HOW TO COMPLETE THIS TASK:
Please give the records below back in full, exactly as shown.
** Opening MATERIAL PROVIDED block **
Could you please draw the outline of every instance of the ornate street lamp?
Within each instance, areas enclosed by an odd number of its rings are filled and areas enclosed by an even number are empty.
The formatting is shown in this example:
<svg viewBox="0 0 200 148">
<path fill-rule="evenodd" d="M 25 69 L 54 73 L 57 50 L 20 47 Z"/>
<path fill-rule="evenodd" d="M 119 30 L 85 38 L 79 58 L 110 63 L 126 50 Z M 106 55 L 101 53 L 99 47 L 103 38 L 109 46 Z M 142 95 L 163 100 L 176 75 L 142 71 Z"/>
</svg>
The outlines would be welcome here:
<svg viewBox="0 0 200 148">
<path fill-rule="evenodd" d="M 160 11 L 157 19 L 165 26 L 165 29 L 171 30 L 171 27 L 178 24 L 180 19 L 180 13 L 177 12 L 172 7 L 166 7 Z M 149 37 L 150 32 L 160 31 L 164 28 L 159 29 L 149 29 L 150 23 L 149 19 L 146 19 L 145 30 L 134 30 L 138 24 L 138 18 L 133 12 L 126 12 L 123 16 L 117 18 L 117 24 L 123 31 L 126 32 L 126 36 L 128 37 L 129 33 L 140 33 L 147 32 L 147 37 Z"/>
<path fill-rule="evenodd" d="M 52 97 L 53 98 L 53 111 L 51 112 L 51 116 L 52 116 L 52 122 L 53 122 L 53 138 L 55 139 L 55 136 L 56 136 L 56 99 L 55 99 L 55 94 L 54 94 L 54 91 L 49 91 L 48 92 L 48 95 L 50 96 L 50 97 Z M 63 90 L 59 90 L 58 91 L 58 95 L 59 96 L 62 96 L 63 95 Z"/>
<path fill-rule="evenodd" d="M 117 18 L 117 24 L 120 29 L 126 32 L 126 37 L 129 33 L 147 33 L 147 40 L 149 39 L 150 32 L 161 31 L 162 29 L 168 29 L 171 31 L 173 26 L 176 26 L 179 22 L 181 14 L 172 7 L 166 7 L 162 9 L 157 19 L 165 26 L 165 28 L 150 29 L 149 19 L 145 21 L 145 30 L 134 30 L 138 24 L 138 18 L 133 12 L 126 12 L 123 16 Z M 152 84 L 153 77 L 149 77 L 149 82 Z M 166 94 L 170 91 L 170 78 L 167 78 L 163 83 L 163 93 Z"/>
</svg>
** Closing MATERIAL PROVIDED block **
ANSWER BELOW:
Could you please draw the outline of every instance of the ornate street lamp?
Within each instance, areas enclosed by an odd number of its rings are filled and areas enclosed by an even number are empty.
The formatting is shown in this example:
<svg viewBox="0 0 200 148">
<path fill-rule="evenodd" d="M 25 69 L 54 73 L 57 50 L 20 47 Z"/>
<path fill-rule="evenodd" d="M 119 30 L 85 38 L 79 58 L 110 63 L 126 50 Z M 106 55 L 101 53 L 99 47 L 103 38 L 109 46 Z M 142 95 L 163 100 L 176 75 L 142 71 Z"/>
</svg>
The outlines would be welcome here:
<svg viewBox="0 0 200 148">
<path fill-rule="evenodd" d="M 160 11 L 157 19 L 165 26 L 165 29 L 171 30 L 171 27 L 178 24 L 180 19 L 180 13 L 177 12 L 172 7 L 166 7 Z M 149 37 L 150 32 L 160 31 L 164 28 L 159 29 L 149 29 L 150 23 L 149 19 L 146 19 L 145 30 L 134 30 L 138 24 L 138 18 L 133 12 L 126 12 L 123 16 L 117 18 L 117 24 L 123 31 L 126 32 L 126 36 L 128 37 L 129 33 L 140 33 L 147 32 L 147 37 Z"/>
<path fill-rule="evenodd" d="M 52 97 L 53 98 L 53 111 L 51 112 L 51 116 L 52 116 L 52 122 L 53 122 L 53 138 L 55 139 L 55 136 L 56 136 L 56 99 L 55 99 L 55 94 L 54 94 L 54 91 L 49 91 L 48 92 L 48 95 L 50 96 L 50 97 Z M 63 90 L 59 90 L 58 91 L 58 95 L 59 96 L 62 96 L 63 95 Z"/>
<path fill-rule="evenodd" d="M 117 18 L 117 24 L 120 29 L 126 32 L 126 37 L 129 33 L 147 33 L 147 40 L 149 39 L 150 32 L 161 31 L 162 29 L 168 29 L 171 31 L 173 26 L 176 26 L 179 22 L 181 14 L 172 7 L 166 7 L 162 9 L 157 19 L 165 26 L 165 28 L 150 29 L 149 19 L 145 21 L 145 30 L 134 30 L 138 24 L 138 18 L 133 12 L 126 12 L 123 16 Z M 152 84 L 153 77 L 149 77 L 149 82 Z M 166 94 L 170 91 L 170 78 L 167 78 L 163 83 L 163 93 Z"/>
</svg>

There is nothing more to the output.